**TASK DIRECTIONS**:
Below is a passage about the Five Points. List the streets it says converged to form the Five Points, and give each street's present name where the passage provides one.

**SOURCE DOCUMENT**:
The area of Manhattan where four streets – Anthony (now Worth), Cross (now Mosco), Orange (now Baxter), and Little Water (now nonexistent) – converged was known as the "Five Points". Mulberry, notorious for slum tenements, was one street down from the Five Points. This area, now the present-day location of Chinatown, lay between Broadway and the Bowery. By the 1820s, this district had been a center of settlement for poor immigrants and was considered a slum area of run-down wood frame and brick dwellings, warehouses and commercial enterprises dating from the late 18th century and early 19th century, populated by mostly poor English and Scots-Irish with increasing waves of German, Welsh and Irish refugees by the 1840s.

Gambling dens and brothels were numerous in the Five Points area, which was considered a dangerous destination, where many people had been mugged, particularly at night. In 1842, famous British author Charles Dickens visited the area and was appalled at the poor living conditions and substandard housing.

In the pre–civil war era, Catholic immigrants often dealt with ethnic prejudice and class discrimination from Nativist White Anglo-Saxon Protestants. As a result, many Irish immigrants formed local street gangs such as the Kerryonians, the Forty Thieves, the Shirt Tails, and the Chichesters, to rebel against their low social status. These street gang members soon turned to crime.

Shortly before the American Civil War, these gangs began to dissipate, with remaining members joining powerful gangs such as the Dead Rabbits and the Whyos. Eventually the influence and numbers of these Irish gangs started to wane.

By the 1870s a new wave of Italian and Eastern European Jewish immigrants were settling into the area. Criminal gangs of Irish, Jewish and Italian criminals began competing for control of the territory, rackets and revenue to be made from illicit activities. Monk Eastman's Eastman Coin Collectors originally had many Irish members before becoming predominantly Jewish.

==Origins==
Italian American Paul Kelly (born Paolo Antonio Vaccarelli), formed the Five Points Gang, then made up mostly of Italians. The Five Points Gang had a reputation for brutality and in battles with rival gangs they often fought to the death. The gang would then gain more power and members when Kelly recruited the remaining members of other Five Points gangs, such as the Dead Rabbits and Whyos, into his growing gang.

**MATERIAL SHOWN**:
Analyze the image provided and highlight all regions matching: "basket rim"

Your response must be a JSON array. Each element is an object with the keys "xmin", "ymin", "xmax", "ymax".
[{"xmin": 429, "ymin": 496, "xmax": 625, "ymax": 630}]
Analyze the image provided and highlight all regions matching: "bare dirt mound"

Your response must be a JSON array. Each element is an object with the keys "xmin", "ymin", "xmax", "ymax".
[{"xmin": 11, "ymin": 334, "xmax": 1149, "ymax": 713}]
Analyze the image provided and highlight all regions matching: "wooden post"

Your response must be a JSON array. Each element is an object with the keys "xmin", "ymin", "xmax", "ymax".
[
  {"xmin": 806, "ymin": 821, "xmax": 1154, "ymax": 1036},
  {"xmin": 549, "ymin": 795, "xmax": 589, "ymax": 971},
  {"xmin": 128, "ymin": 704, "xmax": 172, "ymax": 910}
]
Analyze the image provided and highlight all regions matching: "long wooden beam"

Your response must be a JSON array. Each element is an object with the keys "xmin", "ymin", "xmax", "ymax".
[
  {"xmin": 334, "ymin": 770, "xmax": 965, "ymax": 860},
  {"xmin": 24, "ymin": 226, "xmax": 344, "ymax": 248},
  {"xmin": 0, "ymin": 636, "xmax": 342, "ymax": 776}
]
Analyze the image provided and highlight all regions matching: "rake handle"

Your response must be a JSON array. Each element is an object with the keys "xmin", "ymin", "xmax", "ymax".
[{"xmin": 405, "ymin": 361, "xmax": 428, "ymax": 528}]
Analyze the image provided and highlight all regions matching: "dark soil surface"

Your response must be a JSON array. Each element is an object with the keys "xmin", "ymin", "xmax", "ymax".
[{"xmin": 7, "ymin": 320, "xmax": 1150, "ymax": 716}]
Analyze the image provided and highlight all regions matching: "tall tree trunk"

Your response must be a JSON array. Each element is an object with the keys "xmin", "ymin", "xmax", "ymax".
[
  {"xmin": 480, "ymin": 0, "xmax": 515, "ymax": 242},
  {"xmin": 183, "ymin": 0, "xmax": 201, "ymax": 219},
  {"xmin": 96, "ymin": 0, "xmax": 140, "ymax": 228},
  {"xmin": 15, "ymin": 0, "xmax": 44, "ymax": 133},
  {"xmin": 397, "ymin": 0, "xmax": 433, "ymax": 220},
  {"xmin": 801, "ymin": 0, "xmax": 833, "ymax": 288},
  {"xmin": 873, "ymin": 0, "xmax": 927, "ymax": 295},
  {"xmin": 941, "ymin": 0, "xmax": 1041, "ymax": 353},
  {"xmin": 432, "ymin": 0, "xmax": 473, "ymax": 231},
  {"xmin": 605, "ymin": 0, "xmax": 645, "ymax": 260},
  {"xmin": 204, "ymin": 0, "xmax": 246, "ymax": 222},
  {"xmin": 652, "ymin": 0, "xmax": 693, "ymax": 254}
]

**WRITTEN RESPONSE**:
- Anthony (now Worth)
- Cross (now Mosco)
- Orange (now Baxter)
- Little Water (now nonexistent)